WORKING DATA:

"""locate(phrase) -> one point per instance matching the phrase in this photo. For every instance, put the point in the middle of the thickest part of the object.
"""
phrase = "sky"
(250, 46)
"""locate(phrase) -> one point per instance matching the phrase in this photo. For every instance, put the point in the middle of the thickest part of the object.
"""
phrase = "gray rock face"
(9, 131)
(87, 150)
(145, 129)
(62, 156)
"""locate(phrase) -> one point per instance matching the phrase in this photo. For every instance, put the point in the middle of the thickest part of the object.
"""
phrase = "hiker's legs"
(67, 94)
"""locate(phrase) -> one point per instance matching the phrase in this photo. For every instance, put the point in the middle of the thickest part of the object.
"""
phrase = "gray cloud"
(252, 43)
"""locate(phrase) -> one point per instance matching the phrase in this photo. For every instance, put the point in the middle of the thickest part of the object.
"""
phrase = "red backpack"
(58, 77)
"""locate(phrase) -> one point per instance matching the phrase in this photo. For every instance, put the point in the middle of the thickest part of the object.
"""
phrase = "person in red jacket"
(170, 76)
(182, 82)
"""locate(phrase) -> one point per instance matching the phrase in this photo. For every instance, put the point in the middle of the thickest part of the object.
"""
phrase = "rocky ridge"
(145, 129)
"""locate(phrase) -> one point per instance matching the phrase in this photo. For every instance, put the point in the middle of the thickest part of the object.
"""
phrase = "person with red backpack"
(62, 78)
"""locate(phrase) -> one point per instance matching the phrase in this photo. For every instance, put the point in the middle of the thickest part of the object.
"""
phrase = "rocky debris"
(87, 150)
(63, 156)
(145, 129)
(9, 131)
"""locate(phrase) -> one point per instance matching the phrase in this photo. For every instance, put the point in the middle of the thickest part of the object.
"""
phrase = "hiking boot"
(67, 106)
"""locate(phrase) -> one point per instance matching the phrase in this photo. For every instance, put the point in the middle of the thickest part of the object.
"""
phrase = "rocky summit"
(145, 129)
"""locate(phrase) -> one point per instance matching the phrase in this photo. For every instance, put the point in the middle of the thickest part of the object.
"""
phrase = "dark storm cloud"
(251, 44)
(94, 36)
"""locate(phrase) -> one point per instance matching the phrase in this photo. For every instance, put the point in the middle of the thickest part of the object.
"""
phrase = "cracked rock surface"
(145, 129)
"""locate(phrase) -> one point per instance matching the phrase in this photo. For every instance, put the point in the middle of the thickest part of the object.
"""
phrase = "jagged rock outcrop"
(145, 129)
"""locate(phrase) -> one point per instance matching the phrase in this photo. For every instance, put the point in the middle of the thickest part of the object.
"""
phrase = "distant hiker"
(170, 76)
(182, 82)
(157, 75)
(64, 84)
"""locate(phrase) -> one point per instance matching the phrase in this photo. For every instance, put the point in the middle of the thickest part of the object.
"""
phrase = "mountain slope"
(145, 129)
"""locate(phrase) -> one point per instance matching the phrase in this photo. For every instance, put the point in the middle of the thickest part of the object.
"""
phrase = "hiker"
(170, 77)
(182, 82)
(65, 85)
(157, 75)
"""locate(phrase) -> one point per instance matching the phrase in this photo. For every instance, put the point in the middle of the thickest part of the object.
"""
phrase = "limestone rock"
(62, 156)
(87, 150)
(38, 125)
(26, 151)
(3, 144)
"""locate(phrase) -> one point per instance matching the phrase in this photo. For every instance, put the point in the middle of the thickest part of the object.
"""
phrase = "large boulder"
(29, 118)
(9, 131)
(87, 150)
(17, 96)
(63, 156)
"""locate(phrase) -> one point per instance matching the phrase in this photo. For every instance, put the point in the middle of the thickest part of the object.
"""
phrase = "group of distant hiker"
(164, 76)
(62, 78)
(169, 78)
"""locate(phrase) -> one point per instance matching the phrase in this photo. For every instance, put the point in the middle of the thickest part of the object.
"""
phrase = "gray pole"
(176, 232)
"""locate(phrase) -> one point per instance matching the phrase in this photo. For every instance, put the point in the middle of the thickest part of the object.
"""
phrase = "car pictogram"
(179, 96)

ABOUT THIS EXERCISE:
Retype the data precisely.

TASK RESULT:
"""locate(phrase) -> one point per instance matching the phrase in this photo. For every instance, put the point in the middle of the thickest part of the object.
"""
phrase = "sky"
(250, 46)
"""locate(phrase) -> one point per instance matching the phrase in this photo. For every instance, put the point in the middle of the thickest part of the object.
"""
phrase = "gray rock face"
(9, 131)
(87, 150)
(145, 129)
(62, 156)
"""locate(phrase) -> one point per instance matching the phrase in this photo. For every instance, put the point in the middle of the thickest part of the object.
"""
phrase = "hiker's legs"
(67, 94)
"""locate(phrase) -> one point per instance matching the phrase in this photo. For every instance, put the point in the middle of the thickest part of the object.
"""
phrase = "gray cloud"
(252, 43)
"""locate(phrase) -> one point per instance matching the phrase in this photo. For every instance, put the point in the middle of the thickest part of the object.
"""
phrase = "red backpack"
(58, 77)
"""locate(phrase) -> one point per instance matching the phrase in this photo. For every instance, put the point in the middle of the thickest part of the object.
"""
phrase = "person in red jacket"
(170, 76)
(182, 82)
"""locate(phrase) -> one point per instance matching the phrase in this photo. For every instance, put the point in the middle of the thickest part of the object.
"""
phrase = "rocky ridge"
(145, 129)
"""locate(phrase) -> one point per instance matching the phrase in this photo. For every instance, put the point in the middle of the thickest part of the object.
"""
phrase = "person with red backpack"
(62, 78)
"""locate(phrase) -> one point per instance matching the phrase in this photo. For every instance, put the point in the middle of the thickest part of the object.
"""
phrase = "rocky debris"
(87, 150)
(63, 156)
(145, 129)
(9, 131)
"""locate(phrase) -> one point per instance matching the phrase in this photo. For every instance, put the point in the middle of the thickest part of the object.
"""
phrase = "hiking boot"
(67, 106)
"""locate(phrase) -> one point per instance matching the phrase in this photo. For every instance, put the point in the middle of the thickest part of the object.
"""
phrase = "rocky summit"
(145, 129)
"""locate(phrase) -> one point per instance matching the phrase in this photo. For every instance, put the point in the middle of the thickest part of the object.
"""
phrase = "dark storm cloud"
(251, 44)
(94, 36)
"""locate(phrase) -> one point per instance matching the phrase in this photo. For every instance, put the point in the middle of the thickest part of the object.
"""
phrase = "cracked rock surface"
(145, 129)
"""locate(phrase) -> one point per instance matching the phrase in this photo. For every instance, put the point in the middle of the thickest part of the object.
"""
phrase = "jagged rock outcrop"
(145, 129)
"""locate(phrase) -> one point per instance matching the phrase in this photo. For every instance, put the point in the middle of the thickest part of the object.
"""
phrase = "distant hiker"
(170, 76)
(182, 82)
(157, 75)
(64, 84)
"""locate(phrase) -> one point per instance matching the phrase in this photo. For every instance, put the point in the middle of the thickest part of the object.
"""
phrase = "mountain slope"
(145, 129)
"""locate(phrase) -> one point per instance matching the phrase in this photo. For every instance, put the point in the middle of the thickest part of the object.
"""
phrase = "hiker"
(170, 77)
(182, 82)
(65, 85)
(157, 75)
"""locate(phrase) -> one point per instance matching the phrase in this photo. For every instance, put the point in the middle of the thickest part of the object.
"""
phrase = "limestone rock"
(62, 156)
(87, 150)
(38, 125)
(26, 151)
(3, 144)
"""locate(phrase) -> one point per instance matching the phrase in this photo. For every instance, put the point in the middle of the thickest part of the object.
"""
phrase = "large boulder"
(29, 118)
(9, 131)
(87, 150)
(17, 96)
(63, 156)
"""locate(phrase) -> one point per instance matching the phrase in this photo. For every instance, put the point in the middle of the thickest part of the object.
"""
phrase = "group of distant hiker"
(164, 76)
(62, 78)
(169, 78)
"""locate(phrase) -> one point per instance matching the phrase in this photo. For every instance, put the point in the middle of the thickest part of the object.
"""
phrase = "gray pole"
(176, 232)
"""locate(phrase) -> one point per instance matching the phrase in this photo. For every instance, put the point in the middle of the thickest part of the object.
"""
phrase = "car pictogram"
(179, 96)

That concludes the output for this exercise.